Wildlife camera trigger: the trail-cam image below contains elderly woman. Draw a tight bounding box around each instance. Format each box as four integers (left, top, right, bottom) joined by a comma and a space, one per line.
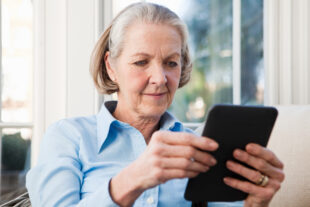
26, 2, 284, 207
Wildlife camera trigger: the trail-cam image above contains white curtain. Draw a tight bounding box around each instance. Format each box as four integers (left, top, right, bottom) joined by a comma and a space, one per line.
265, 0, 310, 105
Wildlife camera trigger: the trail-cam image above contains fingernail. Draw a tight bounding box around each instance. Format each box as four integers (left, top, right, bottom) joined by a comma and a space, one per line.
209, 141, 218, 148
247, 143, 254, 150
223, 177, 231, 184
211, 158, 217, 165
226, 161, 233, 168
234, 150, 242, 157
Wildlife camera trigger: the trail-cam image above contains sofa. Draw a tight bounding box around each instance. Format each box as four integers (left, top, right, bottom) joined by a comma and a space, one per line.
1, 105, 309, 207
267, 105, 310, 207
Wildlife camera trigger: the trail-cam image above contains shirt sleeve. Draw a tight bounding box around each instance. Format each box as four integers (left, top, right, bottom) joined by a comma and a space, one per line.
26, 120, 118, 207
208, 201, 244, 207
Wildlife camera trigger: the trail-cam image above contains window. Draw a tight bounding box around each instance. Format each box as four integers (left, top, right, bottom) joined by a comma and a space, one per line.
111, 0, 264, 126
154, 0, 234, 123
0, 0, 33, 197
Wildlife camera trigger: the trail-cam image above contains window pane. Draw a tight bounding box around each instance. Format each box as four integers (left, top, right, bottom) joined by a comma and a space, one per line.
241, 0, 264, 104
148, 0, 233, 122
1, 0, 33, 123
1, 128, 31, 196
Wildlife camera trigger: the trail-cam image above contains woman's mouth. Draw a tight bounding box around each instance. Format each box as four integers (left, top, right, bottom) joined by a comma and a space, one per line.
144, 92, 166, 96
143, 92, 167, 99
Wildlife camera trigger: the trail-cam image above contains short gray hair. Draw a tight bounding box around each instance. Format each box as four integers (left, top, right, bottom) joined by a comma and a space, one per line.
90, 2, 192, 94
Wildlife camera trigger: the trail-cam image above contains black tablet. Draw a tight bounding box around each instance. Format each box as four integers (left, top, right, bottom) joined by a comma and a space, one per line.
184, 104, 278, 202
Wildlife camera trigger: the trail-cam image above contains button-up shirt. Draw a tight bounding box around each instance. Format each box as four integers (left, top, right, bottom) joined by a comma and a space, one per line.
26, 101, 243, 207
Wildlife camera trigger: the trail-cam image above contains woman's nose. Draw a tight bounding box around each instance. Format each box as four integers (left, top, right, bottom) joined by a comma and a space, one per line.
149, 64, 167, 85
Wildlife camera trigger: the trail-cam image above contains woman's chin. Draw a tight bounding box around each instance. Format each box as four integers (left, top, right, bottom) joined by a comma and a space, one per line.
141, 105, 168, 118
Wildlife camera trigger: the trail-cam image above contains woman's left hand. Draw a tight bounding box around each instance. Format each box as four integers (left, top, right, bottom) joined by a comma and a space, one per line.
223, 143, 285, 207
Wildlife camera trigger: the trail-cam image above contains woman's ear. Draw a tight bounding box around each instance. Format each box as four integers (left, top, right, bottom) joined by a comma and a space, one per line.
104, 51, 116, 82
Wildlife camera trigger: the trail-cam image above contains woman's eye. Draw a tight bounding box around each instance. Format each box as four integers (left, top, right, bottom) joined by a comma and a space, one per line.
166, 61, 178, 67
134, 60, 148, 66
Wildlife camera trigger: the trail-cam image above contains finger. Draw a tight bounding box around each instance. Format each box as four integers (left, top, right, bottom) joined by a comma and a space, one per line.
226, 160, 281, 189
233, 149, 285, 181
160, 157, 210, 172
223, 177, 275, 200
159, 144, 217, 167
152, 131, 218, 152
226, 160, 262, 184
246, 143, 284, 169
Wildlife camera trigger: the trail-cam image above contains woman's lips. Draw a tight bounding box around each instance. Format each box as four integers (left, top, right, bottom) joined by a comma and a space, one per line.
143, 92, 167, 99
144, 92, 166, 96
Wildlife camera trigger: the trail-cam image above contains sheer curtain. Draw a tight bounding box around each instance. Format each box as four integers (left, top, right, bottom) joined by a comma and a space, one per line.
265, 0, 310, 105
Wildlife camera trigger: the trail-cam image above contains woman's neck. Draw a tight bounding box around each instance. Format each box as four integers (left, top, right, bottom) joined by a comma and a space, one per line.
113, 106, 161, 144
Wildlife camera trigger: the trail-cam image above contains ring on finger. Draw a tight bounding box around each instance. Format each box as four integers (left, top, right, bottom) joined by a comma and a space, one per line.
256, 173, 269, 187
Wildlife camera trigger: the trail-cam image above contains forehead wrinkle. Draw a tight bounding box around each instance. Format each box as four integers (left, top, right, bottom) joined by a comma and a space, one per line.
122, 23, 182, 60
130, 51, 180, 60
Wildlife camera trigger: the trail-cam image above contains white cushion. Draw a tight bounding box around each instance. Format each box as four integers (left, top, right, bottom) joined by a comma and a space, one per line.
268, 105, 310, 207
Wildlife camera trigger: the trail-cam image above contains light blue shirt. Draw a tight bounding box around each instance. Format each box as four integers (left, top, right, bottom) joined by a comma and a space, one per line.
26, 101, 243, 207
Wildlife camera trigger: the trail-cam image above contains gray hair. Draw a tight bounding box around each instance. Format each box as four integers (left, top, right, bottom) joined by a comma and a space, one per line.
90, 2, 192, 94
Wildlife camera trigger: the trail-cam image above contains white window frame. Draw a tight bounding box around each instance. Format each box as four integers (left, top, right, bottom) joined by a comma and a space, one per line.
232, 0, 241, 105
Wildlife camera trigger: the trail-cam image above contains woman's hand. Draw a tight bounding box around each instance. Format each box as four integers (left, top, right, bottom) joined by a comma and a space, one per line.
131, 131, 218, 189
109, 131, 218, 206
223, 143, 285, 207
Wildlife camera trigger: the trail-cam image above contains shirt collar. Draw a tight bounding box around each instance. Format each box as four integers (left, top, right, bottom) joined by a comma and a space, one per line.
96, 101, 118, 153
96, 101, 183, 153
159, 110, 183, 131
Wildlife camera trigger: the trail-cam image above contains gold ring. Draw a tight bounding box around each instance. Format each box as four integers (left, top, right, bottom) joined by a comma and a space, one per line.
256, 174, 269, 187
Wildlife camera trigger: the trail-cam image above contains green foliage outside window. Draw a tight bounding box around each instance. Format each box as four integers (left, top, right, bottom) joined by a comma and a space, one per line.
2, 133, 30, 171
169, 0, 233, 122
168, 0, 263, 122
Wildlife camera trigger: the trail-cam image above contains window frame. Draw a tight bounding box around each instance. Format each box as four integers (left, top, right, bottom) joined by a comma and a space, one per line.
0, 0, 34, 196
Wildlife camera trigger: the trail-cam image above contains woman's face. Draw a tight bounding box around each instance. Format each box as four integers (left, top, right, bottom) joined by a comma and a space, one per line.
107, 22, 182, 119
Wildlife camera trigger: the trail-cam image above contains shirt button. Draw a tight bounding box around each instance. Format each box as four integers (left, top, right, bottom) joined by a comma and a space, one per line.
147, 196, 154, 204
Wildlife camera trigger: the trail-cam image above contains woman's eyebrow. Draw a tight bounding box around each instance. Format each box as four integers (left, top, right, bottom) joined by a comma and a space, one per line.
166, 52, 181, 59
130, 52, 152, 58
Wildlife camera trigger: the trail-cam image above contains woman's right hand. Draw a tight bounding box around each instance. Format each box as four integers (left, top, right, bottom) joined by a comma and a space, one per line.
109, 131, 218, 206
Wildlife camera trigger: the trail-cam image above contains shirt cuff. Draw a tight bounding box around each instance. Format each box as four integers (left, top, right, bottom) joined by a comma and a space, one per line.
81, 178, 118, 207
208, 200, 244, 207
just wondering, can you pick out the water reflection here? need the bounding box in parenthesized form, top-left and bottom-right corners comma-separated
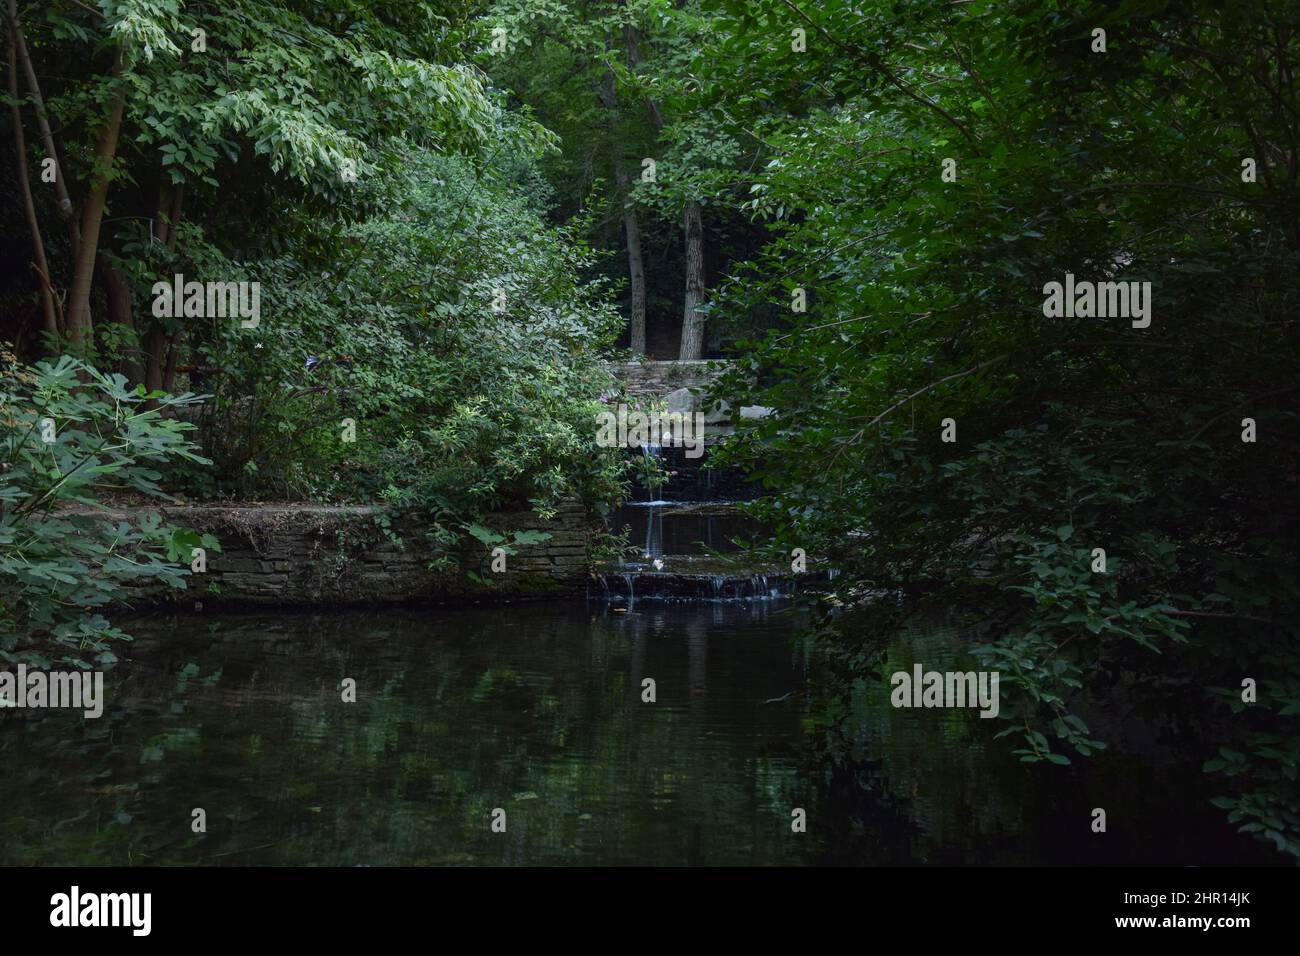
(0, 603, 813, 866)
(0, 603, 1278, 866)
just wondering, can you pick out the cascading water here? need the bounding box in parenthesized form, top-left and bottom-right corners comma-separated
(642, 507, 660, 558)
(598, 437, 827, 603)
(591, 413, 837, 604)
(640, 443, 665, 559)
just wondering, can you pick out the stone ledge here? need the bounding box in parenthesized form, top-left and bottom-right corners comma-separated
(89, 503, 599, 607)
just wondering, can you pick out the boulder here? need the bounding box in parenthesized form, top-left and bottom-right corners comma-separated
(663, 387, 697, 415)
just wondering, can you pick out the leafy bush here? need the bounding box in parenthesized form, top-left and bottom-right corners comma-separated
(0, 351, 216, 668)
(179, 148, 627, 548)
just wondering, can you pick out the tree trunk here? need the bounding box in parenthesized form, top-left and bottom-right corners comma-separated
(599, 58, 648, 357)
(618, 14, 681, 358)
(162, 329, 183, 393)
(101, 259, 142, 383)
(9, 1, 78, 256)
(623, 23, 664, 132)
(133, 181, 171, 393)
(154, 182, 185, 393)
(616, 168, 647, 355)
(144, 327, 166, 393)
(8, 19, 56, 339)
(167, 181, 183, 247)
(64, 49, 124, 352)
(679, 200, 706, 360)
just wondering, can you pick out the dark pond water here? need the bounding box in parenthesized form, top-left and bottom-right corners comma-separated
(0, 602, 1279, 866)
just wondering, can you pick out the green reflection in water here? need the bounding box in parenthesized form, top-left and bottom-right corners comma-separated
(1, 603, 816, 866)
(0, 603, 1277, 865)
(806, 619, 1281, 865)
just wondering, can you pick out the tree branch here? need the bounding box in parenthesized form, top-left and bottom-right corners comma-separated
(776, 0, 980, 148)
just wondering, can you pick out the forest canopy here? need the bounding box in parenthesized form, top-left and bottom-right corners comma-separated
(3, 0, 1298, 859)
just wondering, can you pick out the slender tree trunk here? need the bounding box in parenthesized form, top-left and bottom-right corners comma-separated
(616, 168, 647, 355)
(168, 181, 184, 245)
(141, 180, 172, 394)
(9, 0, 78, 256)
(8, 20, 56, 339)
(624, 23, 664, 132)
(162, 328, 183, 392)
(65, 49, 124, 352)
(138, 179, 187, 396)
(157, 182, 185, 392)
(617, 23, 656, 356)
(101, 259, 142, 382)
(622, 16, 708, 360)
(151, 178, 183, 248)
(679, 200, 706, 360)
(144, 328, 167, 393)
(599, 60, 648, 356)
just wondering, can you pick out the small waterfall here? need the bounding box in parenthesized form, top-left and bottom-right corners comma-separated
(591, 429, 809, 606)
(643, 503, 662, 558)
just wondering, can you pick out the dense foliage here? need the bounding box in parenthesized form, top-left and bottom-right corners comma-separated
(5, 0, 1298, 860)
(693, 0, 1300, 856)
(3, 0, 625, 658)
(185, 149, 626, 521)
(0, 350, 214, 667)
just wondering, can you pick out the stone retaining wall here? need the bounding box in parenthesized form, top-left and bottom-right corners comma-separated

....

§ **Task prompt**:
The answer must be the lines from the one containing "just wondering, can you pick out the dense" to the final line of the data above, copied exactly, both included, with nothing added.

§ **Exercise solution**:
just wondering, can you pick out the dense foliage here? need the bounding box in parenthesized form, top-left and bottom-right corners comma-separated
(5, 0, 1298, 860)
(693, 0, 1300, 856)
(3, 0, 625, 658)
(185, 149, 626, 521)
(0, 350, 214, 667)
just wondering, can you pick out the stone retaining wall here? need the bounding box in parenthesized form, top-left and bottom-right corners comma-separated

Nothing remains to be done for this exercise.